- Image-grounded pointing data

★ ★ ★

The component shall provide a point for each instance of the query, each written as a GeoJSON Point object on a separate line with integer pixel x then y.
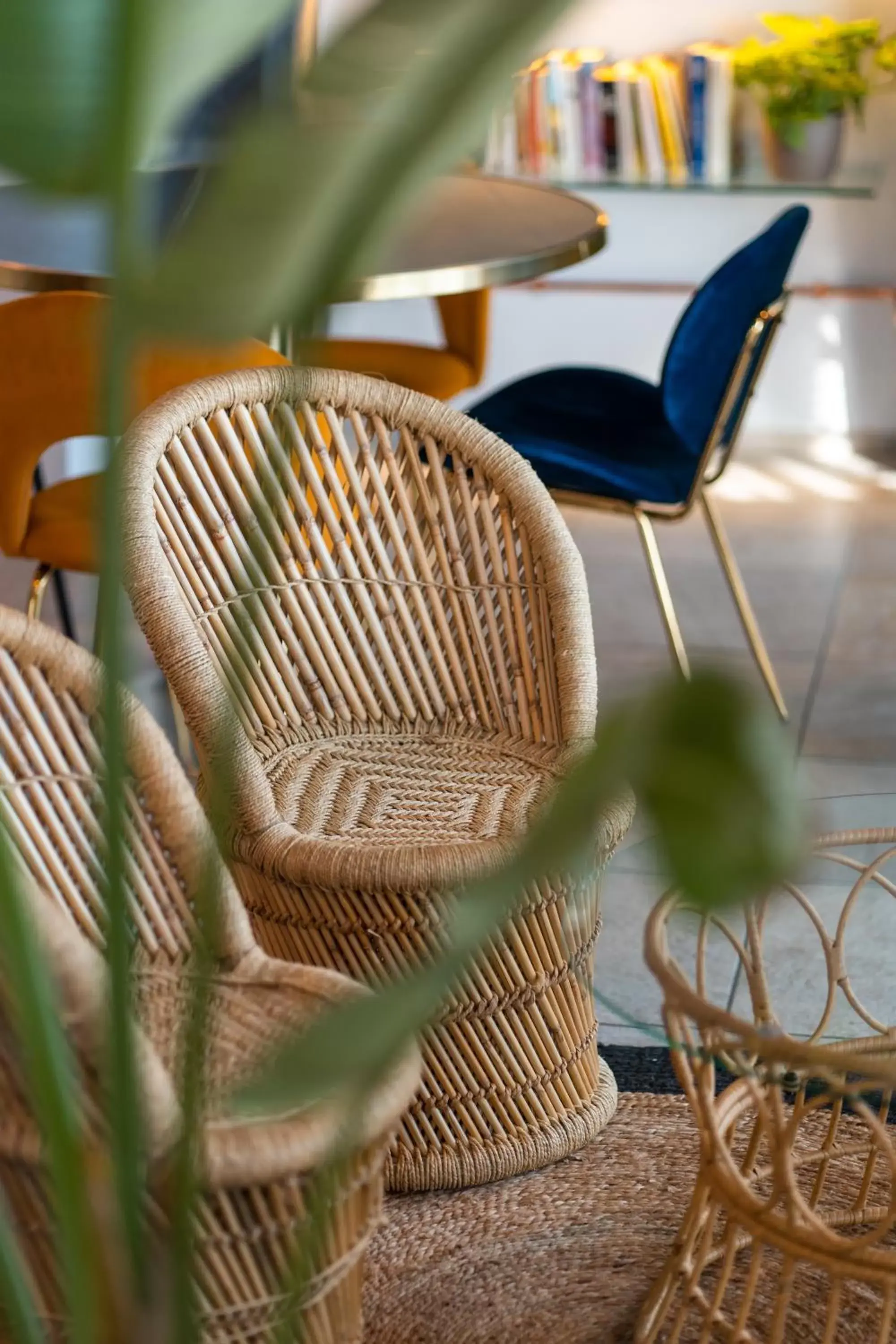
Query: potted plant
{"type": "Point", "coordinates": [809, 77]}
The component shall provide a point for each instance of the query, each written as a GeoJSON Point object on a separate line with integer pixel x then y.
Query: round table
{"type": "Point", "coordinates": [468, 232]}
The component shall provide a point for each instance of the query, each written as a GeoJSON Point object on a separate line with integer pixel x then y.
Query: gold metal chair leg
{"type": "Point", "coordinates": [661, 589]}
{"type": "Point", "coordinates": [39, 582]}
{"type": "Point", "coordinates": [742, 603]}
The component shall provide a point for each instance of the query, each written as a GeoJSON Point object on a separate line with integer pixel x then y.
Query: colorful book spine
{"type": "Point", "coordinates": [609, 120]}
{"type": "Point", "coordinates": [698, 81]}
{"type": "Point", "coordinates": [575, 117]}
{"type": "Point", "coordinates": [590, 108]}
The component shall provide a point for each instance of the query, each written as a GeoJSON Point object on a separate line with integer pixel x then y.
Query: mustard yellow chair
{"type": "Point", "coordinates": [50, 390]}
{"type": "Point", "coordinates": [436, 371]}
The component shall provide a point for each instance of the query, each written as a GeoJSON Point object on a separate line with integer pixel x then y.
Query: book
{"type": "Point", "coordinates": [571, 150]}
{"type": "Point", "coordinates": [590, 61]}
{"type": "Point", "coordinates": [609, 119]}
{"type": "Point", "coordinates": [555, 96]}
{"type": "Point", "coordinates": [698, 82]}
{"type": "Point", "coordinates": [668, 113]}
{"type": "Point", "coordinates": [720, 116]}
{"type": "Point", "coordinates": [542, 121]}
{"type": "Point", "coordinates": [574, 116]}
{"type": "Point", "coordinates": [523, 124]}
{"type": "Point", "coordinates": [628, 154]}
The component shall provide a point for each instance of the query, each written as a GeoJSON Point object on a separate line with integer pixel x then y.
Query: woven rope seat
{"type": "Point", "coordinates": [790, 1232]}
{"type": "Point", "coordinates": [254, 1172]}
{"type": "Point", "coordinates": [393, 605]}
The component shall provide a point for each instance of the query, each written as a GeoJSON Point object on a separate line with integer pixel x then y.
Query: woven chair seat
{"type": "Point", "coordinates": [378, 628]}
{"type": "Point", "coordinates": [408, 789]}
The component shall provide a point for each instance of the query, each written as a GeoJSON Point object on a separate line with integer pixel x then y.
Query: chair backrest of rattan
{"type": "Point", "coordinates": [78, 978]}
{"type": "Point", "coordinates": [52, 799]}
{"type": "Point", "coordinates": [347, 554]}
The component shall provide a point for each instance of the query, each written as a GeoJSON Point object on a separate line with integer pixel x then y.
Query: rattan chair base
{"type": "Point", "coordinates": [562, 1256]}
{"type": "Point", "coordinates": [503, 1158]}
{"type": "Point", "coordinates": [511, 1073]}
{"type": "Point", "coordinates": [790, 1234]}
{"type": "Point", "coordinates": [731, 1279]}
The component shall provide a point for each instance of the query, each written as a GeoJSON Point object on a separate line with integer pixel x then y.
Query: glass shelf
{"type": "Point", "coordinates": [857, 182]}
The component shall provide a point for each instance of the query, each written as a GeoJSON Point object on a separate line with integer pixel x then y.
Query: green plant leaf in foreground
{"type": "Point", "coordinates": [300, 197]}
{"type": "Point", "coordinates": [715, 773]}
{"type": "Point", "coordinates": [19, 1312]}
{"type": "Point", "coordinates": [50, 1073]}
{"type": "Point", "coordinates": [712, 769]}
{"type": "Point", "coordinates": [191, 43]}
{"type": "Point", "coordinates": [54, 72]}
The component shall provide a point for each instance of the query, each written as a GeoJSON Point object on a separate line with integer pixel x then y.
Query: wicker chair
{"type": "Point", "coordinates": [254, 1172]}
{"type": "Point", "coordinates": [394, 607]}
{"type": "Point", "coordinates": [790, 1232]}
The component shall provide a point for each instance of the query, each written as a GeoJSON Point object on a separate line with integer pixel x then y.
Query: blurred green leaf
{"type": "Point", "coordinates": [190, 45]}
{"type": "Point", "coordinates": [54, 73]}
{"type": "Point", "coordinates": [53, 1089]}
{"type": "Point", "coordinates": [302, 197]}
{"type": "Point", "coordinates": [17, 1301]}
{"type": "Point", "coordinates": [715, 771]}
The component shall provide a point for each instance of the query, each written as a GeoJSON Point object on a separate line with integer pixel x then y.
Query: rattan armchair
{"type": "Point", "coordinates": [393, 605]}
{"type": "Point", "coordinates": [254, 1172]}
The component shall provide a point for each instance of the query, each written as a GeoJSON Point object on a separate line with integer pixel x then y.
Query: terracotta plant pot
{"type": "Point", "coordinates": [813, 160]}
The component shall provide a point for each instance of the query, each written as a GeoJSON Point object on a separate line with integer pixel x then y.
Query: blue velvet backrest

★ ★ ★

- Problem
Transcribe each record above exactly, leaving every picture out of the copy.

- Task answer
The component shall provide a point for each instance of the query, each written as a GeoJSON Point object on a separate line with integer pixel x then y.
Query: potted plant
{"type": "Point", "coordinates": [809, 77]}
The component shall provide a point for each instance of the query, each written as a GeoJSON Point object on a separate line with integer pixel x then y.
Query: round table
{"type": "Point", "coordinates": [468, 232]}
The component shall provide a point for each instance of the query, each written as a GeoJSON Point object on a separate line with integer pixel x then y.
Query: gold metal chair leg
{"type": "Point", "coordinates": [661, 589]}
{"type": "Point", "coordinates": [39, 582]}
{"type": "Point", "coordinates": [742, 603]}
The component shall provide a point for each instance of the query, each written as a GeoJSON Point object on a separate line with integer pixel x then y.
Query: colorful book spine
{"type": "Point", "coordinates": [609, 120]}
{"type": "Point", "coordinates": [698, 81]}
{"type": "Point", "coordinates": [575, 117]}
{"type": "Point", "coordinates": [590, 108]}
The component shall provide a point for each instance of the query, each written as a GeoJSON Point object on a separate line with integer pixel x then y.
Query: mustard yellow chair
{"type": "Point", "coordinates": [50, 390]}
{"type": "Point", "coordinates": [436, 371]}
The component shall provide a point for each instance of the query, each written as a GeoJSON Point object on a separate line with integer pixel x then y.
Query: book
{"type": "Point", "coordinates": [571, 150]}
{"type": "Point", "coordinates": [590, 61]}
{"type": "Point", "coordinates": [609, 119]}
{"type": "Point", "coordinates": [555, 96]}
{"type": "Point", "coordinates": [698, 82]}
{"type": "Point", "coordinates": [668, 113]}
{"type": "Point", "coordinates": [720, 116]}
{"type": "Point", "coordinates": [542, 121]}
{"type": "Point", "coordinates": [574, 116]}
{"type": "Point", "coordinates": [523, 124]}
{"type": "Point", "coordinates": [628, 154]}
The component shall provide a point for each instance of the query, each written as a GeoJSON Point object on a separate line with integer pixel x then y.
Query: woven rope seat
{"type": "Point", "coordinates": [790, 1232]}
{"type": "Point", "coordinates": [254, 1172]}
{"type": "Point", "coordinates": [393, 605]}
The component shall provide a point for each instance of the query, each written as a GeoJSON Point object on a separate line with integer pixel x then y.
Query: woven chair seat
{"type": "Point", "coordinates": [378, 628]}
{"type": "Point", "coordinates": [408, 789]}
The component shall provide a point for each instance of the query, each written as a GeoJSON Point object on a separate line with integer pixel x then y.
Query: chair backrest of rattan
{"type": "Point", "coordinates": [78, 978]}
{"type": "Point", "coordinates": [52, 799]}
{"type": "Point", "coordinates": [347, 554]}
The component shall provide a point for each instance of the query, each written as a GeoJSON Point object on a separate line with integer pixel x then y.
Query: rattan chair base
{"type": "Point", "coordinates": [562, 1256]}
{"type": "Point", "coordinates": [503, 1158]}
{"type": "Point", "coordinates": [511, 1073]}
{"type": "Point", "coordinates": [790, 1234]}
{"type": "Point", "coordinates": [731, 1279]}
The component shall provide a point for each instance of the query, each written as a GeoJSON Point object on a separate line with integer pixel x then y.
Query: glass shelf
{"type": "Point", "coordinates": [857, 182]}
The component shall provide a point for each instance of the query, each written as a GeoJSON Point object on a separate line with integer pixel x then y.
Query: green plant leaf in foreground
{"type": "Point", "coordinates": [300, 197]}
{"type": "Point", "coordinates": [715, 773]}
{"type": "Point", "coordinates": [19, 1312]}
{"type": "Point", "coordinates": [50, 1073]}
{"type": "Point", "coordinates": [712, 769]}
{"type": "Point", "coordinates": [191, 43]}
{"type": "Point", "coordinates": [54, 72]}
The component shall provide a point for each instance of the query, each written as a GeoJSON Point object on a separate line with integer pixel x then y.
Query: wicker chair
{"type": "Point", "coordinates": [254, 1172]}
{"type": "Point", "coordinates": [394, 607]}
{"type": "Point", "coordinates": [790, 1232]}
The component shall provide a point for each instance of the query, each written as a GeoJSON Point object on a separate line with integer pixel x then y.
Query: blurred green leaf
{"type": "Point", "coordinates": [190, 45]}
{"type": "Point", "coordinates": [54, 73]}
{"type": "Point", "coordinates": [53, 1089]}
{"type": "Point", "coordinates": [302, 197]}
{"type": "Point", "coordinates": [17, 1301]}
{"type": "Point", "coordinates": [715, 771]}
The component shall provide a point for each instance of the query, each written as a GeoJSON Point object on a separate line with integer pixel x then y.
Query: rattan armchair
{"type": "Point", "coordinates": [393, 605]}
{"type": "Point", "coordinates": [254, 1172]}
The component shall provide a point for each instance of the query, each written as a GeoJSON Point object on a separate line with integer pixel x then y.
Query: terracotta plant pot
{"type": "Point", "coordinates": [813, 160]}
The component shall provide a point for each instance of the query, each written as a GeoJSON Point object on a separate line with integer pixel x then y.
Query: blue velvet backrest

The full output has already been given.